==== Material to process ====
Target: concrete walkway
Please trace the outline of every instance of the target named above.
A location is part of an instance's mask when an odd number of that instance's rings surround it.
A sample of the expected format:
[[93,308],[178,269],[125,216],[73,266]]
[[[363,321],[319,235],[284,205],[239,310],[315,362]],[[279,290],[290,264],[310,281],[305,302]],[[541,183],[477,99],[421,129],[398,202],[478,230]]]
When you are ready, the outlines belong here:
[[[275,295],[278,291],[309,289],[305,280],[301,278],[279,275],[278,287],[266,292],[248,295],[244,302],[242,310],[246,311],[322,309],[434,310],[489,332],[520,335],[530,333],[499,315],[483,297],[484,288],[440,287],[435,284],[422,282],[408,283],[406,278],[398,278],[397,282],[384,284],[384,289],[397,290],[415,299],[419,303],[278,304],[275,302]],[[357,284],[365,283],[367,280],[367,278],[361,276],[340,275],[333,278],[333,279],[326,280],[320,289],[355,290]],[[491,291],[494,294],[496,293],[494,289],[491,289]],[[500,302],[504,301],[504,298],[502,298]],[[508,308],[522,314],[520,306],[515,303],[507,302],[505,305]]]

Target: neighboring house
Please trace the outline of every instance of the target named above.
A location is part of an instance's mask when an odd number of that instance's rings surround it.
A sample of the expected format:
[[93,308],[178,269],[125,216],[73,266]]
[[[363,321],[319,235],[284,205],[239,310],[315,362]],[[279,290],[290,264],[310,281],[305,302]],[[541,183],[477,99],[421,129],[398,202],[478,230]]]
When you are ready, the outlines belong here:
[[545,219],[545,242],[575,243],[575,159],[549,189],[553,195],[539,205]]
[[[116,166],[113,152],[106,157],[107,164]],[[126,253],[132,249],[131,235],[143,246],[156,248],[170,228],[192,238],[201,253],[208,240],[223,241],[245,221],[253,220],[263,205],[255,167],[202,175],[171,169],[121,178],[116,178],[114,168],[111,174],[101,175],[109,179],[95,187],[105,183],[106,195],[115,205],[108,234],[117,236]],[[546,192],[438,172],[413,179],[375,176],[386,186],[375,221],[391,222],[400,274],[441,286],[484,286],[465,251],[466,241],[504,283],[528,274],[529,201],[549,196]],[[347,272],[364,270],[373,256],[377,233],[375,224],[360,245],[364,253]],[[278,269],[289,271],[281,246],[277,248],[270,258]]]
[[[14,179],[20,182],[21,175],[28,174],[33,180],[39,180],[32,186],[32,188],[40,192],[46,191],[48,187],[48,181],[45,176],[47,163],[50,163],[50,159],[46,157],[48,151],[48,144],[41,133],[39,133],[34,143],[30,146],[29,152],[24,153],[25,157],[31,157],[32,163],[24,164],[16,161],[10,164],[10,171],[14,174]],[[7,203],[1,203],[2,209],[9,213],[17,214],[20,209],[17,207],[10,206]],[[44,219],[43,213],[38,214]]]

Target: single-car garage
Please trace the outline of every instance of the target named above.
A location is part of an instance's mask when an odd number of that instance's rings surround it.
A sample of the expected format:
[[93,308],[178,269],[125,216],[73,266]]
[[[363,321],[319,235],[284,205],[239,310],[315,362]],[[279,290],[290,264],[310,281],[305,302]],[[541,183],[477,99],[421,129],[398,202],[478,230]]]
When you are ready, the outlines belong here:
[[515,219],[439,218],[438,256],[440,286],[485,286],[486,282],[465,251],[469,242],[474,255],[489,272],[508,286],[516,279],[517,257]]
====
§ **Given problem**
Return every one of the entries above line by line, with no changes.

§ **Full answer**
Target: concrete walkway
Please trace the outline of every instance of the target named above.
A location is part of an instance's mask when an odd number of that instance's rings surround it.
A sample of the expected format:
[[93,308],[178,269],[125,216],[73,266]]
[[[363,321],[319,235],[284,205],[239,310],[315,362]],[[279,290],[290,264],[310,281],[305,302]],[[541,183],[477,99],[421,129],[398,202],[478,230]]]
When you are ready, the outlines belong here:
[[[275,295],[278,291],[309,289],[305,280],[301,278],[279,275],[278,287],[266,292],[248,295],[244,302],[242,310],[246,311],[322,309],[434,310],[489,332],[520,335],[530,333],[499,315],[483,297],[484,288],[440,287],[435,284],[422,282],[408,283],[406,278],[398,278],[397,282],[384,284],[384,289],[397,290],[415,299],[419,303],[278,304],[275,302]],[[357,284],[365,283],[367,280],[367,278],[361,276],[340,275],[333,278],[333,279],[326,280],[320,289],[355,290]],[[491,291],[494,294],[496,293],[494,289],[491,289]],[[500,302],[504,301],[504,298],[502,298]],[[508,308],[522,314],[520,306],[515,303],[507,302],[505,305]]]

Target: neighboring house
Please trace the outline of every instance of the target named above.
A location is part of an instance's mask when an odd number of that instance's rings surround it.
A sample of the expected format:
[[93,308],[178,269],[125,216],[73,266]]
[[[363,321],[319,235],[284,205],[239,310],[315,362]],[[279,290],[290,264],[310,281],[305,302]],[[541,183],[477,99],[421,129],[398,202],[478,230]]]
When you are ready, the outlines belong here:
[[545,219],[545,242],[575,243],[575,159],[549,189],[553,195],[539,205]]
[[[116,166],[113,152],[106,157],[107,164]],[[126,253],[132,249],[131,235],[143,246],[156,248],[170,228],[192,238],[201,253],[208,240],[223,241],[245,221],[253,220],[263,205],[255,167],[202,175],[171,169],[121,178],[116,178],[114,168],[111,174],[101,175],[109,179],[95,187],[105,183],[106,195],[115,205],[108,234],[117,236]],[[546,192],[438,172],[413,179],[375,176],[386,186],[375,221],[391,222],[400,274],[441,286],[484,286],[465,251],[466,241],[504,283],[528,274],[529,201],[549,196]],[[347,272],[364,270],[373,256],[377,233],[375,224],[360,245],[364,253]],[[278,269],[289,271],[281,246],[277,248],[270,258]]]
[[[14,179],[20,182],[21,175],[28,174],[33,180],[39,180],[32,186],[32,188],[40,192],[46,191],[48,187],[48,181],[45,176],[47,163],[50,163],[50,159],[46,157],[48,151],[48,144],[41,133],[39,133],[34,143],[30,146],[29,152],[24,153],[25,157],[31,157],[32,163],[24,164],[16,161],[10,164],[10,171],[14,174]],[[7,203],[1,203],[2,209],[9,213],[17,214],[20,209],[17,207],[10,206]],[[44,219],[43,213],[38,214]]]

Target: single-car garage
Please trace the outline of every instance of the target named above.
A location is part of an instance's mask when an odd number of that instance's rings surround it.
A sample of the expected format:
[[93,308],[178,269],[125,216],[73,266]]
[[[363,321],[319,235],[284,205],[239,310],[315,362]],[[279,290],[290,264],[310,281],[305,302]],[[541,183],[477,99],[421,129],[398,202],[478,230]]]
When you are ready, the outlines belong here:
[[515,219],[439,218],[438,256],[440,286],[485,286],[486,282],[465,251],[469,242],[474,255],[489,272],[508,286],[516,279],[517,257]]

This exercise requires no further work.